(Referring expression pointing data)
━━━

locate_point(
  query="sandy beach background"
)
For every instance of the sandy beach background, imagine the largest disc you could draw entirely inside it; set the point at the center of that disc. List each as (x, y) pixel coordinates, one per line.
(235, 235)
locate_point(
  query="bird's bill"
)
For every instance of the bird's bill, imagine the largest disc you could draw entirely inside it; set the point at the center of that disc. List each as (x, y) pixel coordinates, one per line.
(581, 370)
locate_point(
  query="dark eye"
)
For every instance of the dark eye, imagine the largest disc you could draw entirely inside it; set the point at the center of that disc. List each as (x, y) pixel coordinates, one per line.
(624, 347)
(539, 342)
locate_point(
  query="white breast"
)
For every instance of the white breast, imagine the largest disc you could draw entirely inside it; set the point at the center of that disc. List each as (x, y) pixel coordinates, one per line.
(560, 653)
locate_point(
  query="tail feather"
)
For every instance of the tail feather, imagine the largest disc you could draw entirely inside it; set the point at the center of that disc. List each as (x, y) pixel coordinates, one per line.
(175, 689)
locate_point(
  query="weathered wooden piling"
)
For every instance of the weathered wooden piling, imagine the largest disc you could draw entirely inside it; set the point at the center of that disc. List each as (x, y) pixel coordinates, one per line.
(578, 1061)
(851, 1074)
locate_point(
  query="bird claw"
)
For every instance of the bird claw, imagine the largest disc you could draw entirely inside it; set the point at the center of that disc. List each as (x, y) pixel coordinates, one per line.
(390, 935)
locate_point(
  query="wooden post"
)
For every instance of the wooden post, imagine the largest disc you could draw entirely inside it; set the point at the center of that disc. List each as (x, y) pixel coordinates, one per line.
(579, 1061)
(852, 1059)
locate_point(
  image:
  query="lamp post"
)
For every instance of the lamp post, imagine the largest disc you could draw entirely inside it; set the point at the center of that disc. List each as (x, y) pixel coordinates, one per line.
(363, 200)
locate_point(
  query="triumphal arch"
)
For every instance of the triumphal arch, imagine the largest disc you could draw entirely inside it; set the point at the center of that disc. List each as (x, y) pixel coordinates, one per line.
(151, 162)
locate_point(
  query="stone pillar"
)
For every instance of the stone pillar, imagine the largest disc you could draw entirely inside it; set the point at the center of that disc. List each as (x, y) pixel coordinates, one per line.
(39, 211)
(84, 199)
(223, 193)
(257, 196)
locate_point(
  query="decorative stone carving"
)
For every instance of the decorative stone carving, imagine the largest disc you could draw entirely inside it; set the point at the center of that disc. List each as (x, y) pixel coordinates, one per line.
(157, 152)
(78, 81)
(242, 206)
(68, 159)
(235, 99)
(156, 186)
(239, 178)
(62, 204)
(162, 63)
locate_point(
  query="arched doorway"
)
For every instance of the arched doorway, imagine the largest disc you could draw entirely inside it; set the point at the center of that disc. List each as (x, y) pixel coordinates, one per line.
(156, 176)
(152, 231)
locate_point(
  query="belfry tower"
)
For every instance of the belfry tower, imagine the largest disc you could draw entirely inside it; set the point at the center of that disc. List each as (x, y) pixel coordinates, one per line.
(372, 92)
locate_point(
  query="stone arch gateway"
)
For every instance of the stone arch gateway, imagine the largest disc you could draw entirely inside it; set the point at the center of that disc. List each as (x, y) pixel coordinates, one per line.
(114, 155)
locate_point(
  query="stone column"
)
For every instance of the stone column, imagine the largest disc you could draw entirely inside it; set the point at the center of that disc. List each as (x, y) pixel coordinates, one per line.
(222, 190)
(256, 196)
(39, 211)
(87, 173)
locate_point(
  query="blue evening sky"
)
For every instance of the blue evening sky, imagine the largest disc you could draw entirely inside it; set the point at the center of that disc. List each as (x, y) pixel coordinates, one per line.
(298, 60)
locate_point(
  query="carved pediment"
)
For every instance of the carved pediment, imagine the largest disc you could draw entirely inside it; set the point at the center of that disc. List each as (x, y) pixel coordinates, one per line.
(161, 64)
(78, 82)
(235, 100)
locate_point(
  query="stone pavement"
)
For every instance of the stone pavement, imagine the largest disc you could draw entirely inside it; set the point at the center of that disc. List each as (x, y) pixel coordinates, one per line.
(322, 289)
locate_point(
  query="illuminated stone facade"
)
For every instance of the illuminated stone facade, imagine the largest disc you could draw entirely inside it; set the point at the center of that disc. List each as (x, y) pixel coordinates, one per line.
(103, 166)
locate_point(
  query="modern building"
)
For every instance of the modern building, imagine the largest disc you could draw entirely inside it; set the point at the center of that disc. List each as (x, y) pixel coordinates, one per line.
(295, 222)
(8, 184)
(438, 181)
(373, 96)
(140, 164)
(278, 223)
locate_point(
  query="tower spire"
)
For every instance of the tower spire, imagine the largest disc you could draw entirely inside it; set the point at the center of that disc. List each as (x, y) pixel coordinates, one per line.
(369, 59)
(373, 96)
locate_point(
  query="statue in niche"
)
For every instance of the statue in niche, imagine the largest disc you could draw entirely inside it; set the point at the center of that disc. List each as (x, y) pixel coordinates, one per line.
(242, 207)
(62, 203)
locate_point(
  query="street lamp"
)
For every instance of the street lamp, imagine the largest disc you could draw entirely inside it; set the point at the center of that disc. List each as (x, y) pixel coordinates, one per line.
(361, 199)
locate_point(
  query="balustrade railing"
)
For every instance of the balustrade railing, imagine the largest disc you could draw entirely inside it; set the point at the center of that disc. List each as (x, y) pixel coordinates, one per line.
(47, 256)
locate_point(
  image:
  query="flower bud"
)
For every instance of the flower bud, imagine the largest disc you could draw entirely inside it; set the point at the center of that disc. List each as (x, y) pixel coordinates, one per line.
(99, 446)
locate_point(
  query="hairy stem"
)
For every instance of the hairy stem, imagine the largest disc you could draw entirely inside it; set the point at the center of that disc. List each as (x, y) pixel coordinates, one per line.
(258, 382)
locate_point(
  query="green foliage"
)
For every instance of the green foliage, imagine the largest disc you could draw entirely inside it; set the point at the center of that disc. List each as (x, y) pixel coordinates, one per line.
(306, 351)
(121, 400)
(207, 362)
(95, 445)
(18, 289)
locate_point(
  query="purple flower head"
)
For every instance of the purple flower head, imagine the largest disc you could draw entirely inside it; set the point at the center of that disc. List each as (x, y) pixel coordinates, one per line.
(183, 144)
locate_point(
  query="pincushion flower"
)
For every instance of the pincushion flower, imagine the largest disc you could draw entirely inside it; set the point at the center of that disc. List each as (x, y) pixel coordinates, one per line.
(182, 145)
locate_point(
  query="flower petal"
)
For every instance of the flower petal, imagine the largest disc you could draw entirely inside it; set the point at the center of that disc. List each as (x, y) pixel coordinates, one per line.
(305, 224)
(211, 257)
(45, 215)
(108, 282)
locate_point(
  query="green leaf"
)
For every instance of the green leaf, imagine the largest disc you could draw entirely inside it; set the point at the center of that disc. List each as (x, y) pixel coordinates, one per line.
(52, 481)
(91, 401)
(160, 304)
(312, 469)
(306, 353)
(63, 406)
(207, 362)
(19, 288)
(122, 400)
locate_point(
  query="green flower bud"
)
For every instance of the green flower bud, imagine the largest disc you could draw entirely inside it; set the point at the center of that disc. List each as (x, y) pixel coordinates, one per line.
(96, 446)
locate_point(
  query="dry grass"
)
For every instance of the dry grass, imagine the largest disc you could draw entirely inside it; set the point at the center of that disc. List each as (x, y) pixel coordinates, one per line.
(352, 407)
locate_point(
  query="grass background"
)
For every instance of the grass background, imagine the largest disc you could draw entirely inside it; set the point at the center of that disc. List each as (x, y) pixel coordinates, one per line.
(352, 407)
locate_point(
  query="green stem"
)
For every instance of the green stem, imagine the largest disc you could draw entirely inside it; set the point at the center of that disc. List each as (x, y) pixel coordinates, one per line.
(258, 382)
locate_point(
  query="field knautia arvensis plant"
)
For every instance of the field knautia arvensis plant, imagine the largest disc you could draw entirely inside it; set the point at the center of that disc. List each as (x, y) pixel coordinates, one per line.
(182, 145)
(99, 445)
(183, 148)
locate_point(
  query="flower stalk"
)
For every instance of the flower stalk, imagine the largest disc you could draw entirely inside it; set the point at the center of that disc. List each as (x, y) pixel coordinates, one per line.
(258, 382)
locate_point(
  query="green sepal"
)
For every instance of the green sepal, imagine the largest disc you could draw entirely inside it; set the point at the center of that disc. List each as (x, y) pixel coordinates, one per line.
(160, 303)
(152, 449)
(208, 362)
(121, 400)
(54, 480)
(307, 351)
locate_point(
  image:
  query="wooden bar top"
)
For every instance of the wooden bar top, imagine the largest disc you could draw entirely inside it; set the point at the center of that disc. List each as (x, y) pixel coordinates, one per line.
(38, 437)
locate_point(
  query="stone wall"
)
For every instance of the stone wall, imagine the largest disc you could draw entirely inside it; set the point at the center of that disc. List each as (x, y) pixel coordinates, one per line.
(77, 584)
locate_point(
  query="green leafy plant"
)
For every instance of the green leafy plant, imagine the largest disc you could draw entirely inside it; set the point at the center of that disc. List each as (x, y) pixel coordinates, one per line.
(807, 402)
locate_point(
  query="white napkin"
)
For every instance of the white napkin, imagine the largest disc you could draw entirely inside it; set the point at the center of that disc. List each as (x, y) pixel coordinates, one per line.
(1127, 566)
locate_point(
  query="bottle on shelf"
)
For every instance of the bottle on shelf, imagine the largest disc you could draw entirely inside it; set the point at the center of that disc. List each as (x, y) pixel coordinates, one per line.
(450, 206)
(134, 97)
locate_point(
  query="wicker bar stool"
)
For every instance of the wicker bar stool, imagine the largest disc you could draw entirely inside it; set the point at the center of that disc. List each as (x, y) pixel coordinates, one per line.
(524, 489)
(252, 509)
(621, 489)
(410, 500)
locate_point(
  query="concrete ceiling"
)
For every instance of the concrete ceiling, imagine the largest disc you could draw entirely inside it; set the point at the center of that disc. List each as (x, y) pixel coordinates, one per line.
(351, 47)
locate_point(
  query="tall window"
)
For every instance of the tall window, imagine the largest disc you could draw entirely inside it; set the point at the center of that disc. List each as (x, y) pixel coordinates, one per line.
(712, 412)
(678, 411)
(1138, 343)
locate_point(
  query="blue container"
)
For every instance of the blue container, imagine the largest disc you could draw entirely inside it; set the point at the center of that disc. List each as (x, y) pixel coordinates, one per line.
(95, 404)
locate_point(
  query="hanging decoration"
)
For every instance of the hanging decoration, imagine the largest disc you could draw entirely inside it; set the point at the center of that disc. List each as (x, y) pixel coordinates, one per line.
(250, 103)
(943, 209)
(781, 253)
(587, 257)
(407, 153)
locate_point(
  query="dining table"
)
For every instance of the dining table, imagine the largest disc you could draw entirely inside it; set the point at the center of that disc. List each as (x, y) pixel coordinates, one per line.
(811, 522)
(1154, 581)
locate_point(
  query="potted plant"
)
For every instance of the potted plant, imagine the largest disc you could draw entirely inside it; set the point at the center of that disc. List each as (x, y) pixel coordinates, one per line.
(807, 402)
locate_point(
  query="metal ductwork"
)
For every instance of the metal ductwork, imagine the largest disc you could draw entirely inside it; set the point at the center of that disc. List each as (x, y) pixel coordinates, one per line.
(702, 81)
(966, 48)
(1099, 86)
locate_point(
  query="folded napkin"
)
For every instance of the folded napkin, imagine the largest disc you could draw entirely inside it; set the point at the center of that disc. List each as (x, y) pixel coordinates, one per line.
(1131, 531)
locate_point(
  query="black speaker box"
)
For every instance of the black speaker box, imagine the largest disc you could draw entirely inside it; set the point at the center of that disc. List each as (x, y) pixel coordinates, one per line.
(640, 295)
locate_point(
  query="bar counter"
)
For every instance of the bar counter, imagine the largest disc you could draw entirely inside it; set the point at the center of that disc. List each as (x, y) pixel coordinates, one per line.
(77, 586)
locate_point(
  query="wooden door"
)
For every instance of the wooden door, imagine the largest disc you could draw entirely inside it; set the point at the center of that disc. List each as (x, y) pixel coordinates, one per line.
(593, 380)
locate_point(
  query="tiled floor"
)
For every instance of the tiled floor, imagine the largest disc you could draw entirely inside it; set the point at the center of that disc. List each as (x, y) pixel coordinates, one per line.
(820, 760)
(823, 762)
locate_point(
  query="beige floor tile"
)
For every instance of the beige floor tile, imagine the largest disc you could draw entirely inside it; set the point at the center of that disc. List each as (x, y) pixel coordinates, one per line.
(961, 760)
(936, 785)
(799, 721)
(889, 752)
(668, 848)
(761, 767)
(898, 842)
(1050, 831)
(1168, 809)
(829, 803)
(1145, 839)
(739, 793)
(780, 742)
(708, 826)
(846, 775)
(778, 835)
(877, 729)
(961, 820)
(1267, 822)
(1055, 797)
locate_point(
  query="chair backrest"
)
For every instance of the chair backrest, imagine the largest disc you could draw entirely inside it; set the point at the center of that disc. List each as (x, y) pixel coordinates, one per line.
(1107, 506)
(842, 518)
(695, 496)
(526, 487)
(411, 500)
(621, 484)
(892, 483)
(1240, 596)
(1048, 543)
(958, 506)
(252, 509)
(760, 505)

━━━

Find "For every instance of the wooden door, imagine" in the records. Copy its line and every line after it, exactly, through the last one.

For every instance of the wooden door, imagine the largest disc you could draw entirely inside it; set the point at the center of that disc. List each as (x, y) pixel coordinates, one per line.
(593, 380)
locate_point(
  query="tiled floor"
)
For every instance of the tiled floor, imagine the largest disc you could draw entirely inside it; set the point at the center of that disc. List each as (x, y) pixel coordinates, one per line.
(820, 760)
(823, 762)
locate_point(
  query="beige floor tile"
)
For every instance of the beige floor tile, imagine the largest disc you could draw entirely inside it; set the point at the center of that disc. List each as (x, y) pixel coordinates, one per line.
(961, 760)
(936, 785)
(799, 721)
(889, 752)
(668, 848)
(761, 767)
(898, 842)
(1050, 831)
(1168, 809)
(829, 803)
(1145, 839)
(739, 793)
(780, 742)
(708, 826)
(846, 775)
(778, 835)
(877, 729)
(961, 820)
(1267, 822)
(1055, 797)
locate_point(
  query="chair backrest"
)
For every instance of the chair backrest, imagine the largest disc you could draw entirely inside it; set the point at the center of that disc. List each as (x, y) pixel coordinates, one per line.
(1107, 506)
(842, 518)
(695, 496)
(526, 487)
(411, 500)
(621, 484)
(892, 483)
(1240, 596)
(1048, 543)
(958, 506)
(252, 509)
(760, 505)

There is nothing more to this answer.